[Exercise passage — start]
I love being a mom - but I don't necessarily love mother's day

I absolutely love being a mom.  Ty and Gavin are my whole world.  And I have been trying to enjoy them as much as possible since we got home from the hospital.  On Friday I was trying to figure out how long we've been in this exhausting routine at home (meds every four hours, waking up for oxygen treatments at 5:30AM, going to school/therapy every day, driving.. driving.. and more driving..).  Can you believe it's only one week down?  One week!  It feels like an eternity.  But then again, all of this cancer stuff feels like it's been an eternity. 

I decided that I don't necessarily love Mother's Day.  It's very nice and very important, but I do find it a little sad despite my wonderful husband's efforts to make it the greatest, most relaxing day for me.  I found myself thinking mostly about my cousin Mary, whose daughter died after only 90 days on this earth.  I was worried about my own loving, amazing mom, because this is her first Mother's Day without grandma.  I thought about my friends how lost their moms, especially Keri and Kelly, and want to give them huge hugs today.  I thought about all the moms I have come to meet that are living their lives caring for their sick children.  And I thought about one very special friend who had an abusive mom who didn't know how to be a mother.  For all of these reasons and all of these loved ones of mine... I decided I don't necessarily love Mother's Day.  It can be a hard day for a lot of people.

I'm not complaining.  Please don't get me wrong.  Today was a great day for me because it was a great day for Ty.  That is how everything in my life is measured.  Secondary to that, it was a great day for me because Lou made it that way. He pampered me with a quiet, indulgent breakfast.  I was able to have as much alone time I needed at any time during the day, and I took advantage.  He is the best daddy and husband in the world. 

My mom and dad came to visit all day yesterday and it was so nice to have them here.  We celebrated an early mother's day and a belated birthday for my Dad (who's birthday was May 9).  Ty had a terrible day, though, and I was very worried about him.  He was very uncomfortable and cried often yesterday.  I second guessing whether we made the right decision to taper his pain meds all day.  I really wish he was feeling better so he could have enjoyed more of his time with Grandma and Pop-pop.

Today, however, in honor of Mother's Day, he was the opposite of yesterday.  He looked great and I think he felt great.  He smiled often, he was eager to show off how strong he's getting, and he even allowed us to go for a walk through the neighborhood as a family.  The weather was beautiful and he was willing to go in his stroller (not something he allows us to do often).  I was so grateful for that time outside.  It awakened my insides a bit :)
[Exercise passage — finish]
[Raw data — start]
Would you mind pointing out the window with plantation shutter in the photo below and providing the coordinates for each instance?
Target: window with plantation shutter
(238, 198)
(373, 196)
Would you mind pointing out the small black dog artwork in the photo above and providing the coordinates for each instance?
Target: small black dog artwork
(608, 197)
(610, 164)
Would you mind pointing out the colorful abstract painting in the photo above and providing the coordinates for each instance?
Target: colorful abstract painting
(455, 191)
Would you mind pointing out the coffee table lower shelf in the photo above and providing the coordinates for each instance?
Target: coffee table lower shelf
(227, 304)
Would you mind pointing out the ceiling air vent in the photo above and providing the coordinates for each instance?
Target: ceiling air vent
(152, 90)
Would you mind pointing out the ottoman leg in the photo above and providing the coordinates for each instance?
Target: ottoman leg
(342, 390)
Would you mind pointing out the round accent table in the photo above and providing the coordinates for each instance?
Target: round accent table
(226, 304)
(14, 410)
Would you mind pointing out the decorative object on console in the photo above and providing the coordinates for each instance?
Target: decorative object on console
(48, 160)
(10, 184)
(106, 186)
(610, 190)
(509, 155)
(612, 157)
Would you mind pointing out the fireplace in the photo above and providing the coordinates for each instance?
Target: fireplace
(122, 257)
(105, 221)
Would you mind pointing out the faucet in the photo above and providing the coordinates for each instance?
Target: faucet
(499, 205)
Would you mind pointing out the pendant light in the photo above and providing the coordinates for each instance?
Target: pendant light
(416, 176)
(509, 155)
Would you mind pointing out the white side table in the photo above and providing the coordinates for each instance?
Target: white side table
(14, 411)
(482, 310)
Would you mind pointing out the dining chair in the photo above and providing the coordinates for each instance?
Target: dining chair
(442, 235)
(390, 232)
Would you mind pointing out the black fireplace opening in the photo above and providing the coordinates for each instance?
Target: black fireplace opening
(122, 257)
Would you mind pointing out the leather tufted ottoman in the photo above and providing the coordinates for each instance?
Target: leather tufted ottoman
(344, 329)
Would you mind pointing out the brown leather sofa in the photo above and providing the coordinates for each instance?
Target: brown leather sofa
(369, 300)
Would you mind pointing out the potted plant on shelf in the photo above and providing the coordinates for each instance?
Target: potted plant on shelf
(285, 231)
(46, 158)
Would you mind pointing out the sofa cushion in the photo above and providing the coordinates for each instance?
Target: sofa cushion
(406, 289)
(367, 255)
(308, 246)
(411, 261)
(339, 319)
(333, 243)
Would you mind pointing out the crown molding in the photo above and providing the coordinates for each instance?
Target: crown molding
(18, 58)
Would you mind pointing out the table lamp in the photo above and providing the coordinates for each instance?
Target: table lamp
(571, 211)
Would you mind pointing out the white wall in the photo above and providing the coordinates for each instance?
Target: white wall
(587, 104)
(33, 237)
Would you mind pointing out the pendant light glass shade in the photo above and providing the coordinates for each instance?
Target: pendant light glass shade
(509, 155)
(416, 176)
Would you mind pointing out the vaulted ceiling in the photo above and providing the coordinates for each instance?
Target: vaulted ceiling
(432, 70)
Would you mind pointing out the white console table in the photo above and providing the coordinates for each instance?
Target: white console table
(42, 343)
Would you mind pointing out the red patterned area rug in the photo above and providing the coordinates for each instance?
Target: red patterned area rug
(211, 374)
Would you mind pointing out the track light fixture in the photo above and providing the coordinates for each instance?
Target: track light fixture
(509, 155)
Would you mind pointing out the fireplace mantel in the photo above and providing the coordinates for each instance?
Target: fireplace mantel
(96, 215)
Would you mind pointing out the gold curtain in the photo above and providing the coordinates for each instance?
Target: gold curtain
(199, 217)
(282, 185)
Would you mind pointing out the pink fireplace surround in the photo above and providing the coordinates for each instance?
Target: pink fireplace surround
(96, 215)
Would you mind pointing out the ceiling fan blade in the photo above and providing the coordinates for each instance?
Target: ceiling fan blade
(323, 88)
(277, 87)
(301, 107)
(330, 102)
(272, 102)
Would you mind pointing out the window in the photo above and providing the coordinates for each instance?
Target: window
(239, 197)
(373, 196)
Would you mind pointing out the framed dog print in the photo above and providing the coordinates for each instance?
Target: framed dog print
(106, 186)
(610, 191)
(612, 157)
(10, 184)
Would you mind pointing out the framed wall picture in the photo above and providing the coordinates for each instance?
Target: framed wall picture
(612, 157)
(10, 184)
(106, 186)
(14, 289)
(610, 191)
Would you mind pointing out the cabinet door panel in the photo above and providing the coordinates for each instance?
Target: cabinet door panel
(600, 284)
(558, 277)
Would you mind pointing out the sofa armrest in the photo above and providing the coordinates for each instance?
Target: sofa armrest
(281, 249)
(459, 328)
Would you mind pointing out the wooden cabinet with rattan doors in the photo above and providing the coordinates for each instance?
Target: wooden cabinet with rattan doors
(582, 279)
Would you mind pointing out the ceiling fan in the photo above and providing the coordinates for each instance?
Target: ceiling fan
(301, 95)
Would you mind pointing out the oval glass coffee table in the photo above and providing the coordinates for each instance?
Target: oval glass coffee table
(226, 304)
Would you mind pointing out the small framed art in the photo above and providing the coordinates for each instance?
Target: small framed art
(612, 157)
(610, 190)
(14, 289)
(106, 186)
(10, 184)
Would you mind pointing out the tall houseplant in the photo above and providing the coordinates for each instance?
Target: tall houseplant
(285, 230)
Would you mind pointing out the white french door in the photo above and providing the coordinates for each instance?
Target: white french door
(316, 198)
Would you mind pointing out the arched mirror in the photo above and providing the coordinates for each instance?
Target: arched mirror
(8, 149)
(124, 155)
[Raw data — finish]
◆ Activity list
**A)** In the Mother's Day post, on what date was the writer's dad's birthday?
**B)** Copy the part of the Mother's Day post starting at "I absolutely love" and ending at "been an eternity.".

◆ Solutions per task
**A)** May 9.

**B)**
I absolutely love being a mom.  Ty and Gavin are my whole world.  And I have been trying to enjoy them as much as possible since we got home from the hospital.  On Friday I was trying to figure out how long we've been in this exhausting routine at home (meds every four hours, waking up for oxygen treatments at 5:30AM, going to school/therapy every day, driving.. driving.. and more driving..).  Can you believe it's only one week down?  One week!  It feels like an eternity.  But then again, all of this cancer stuff feels like it's been an eternity.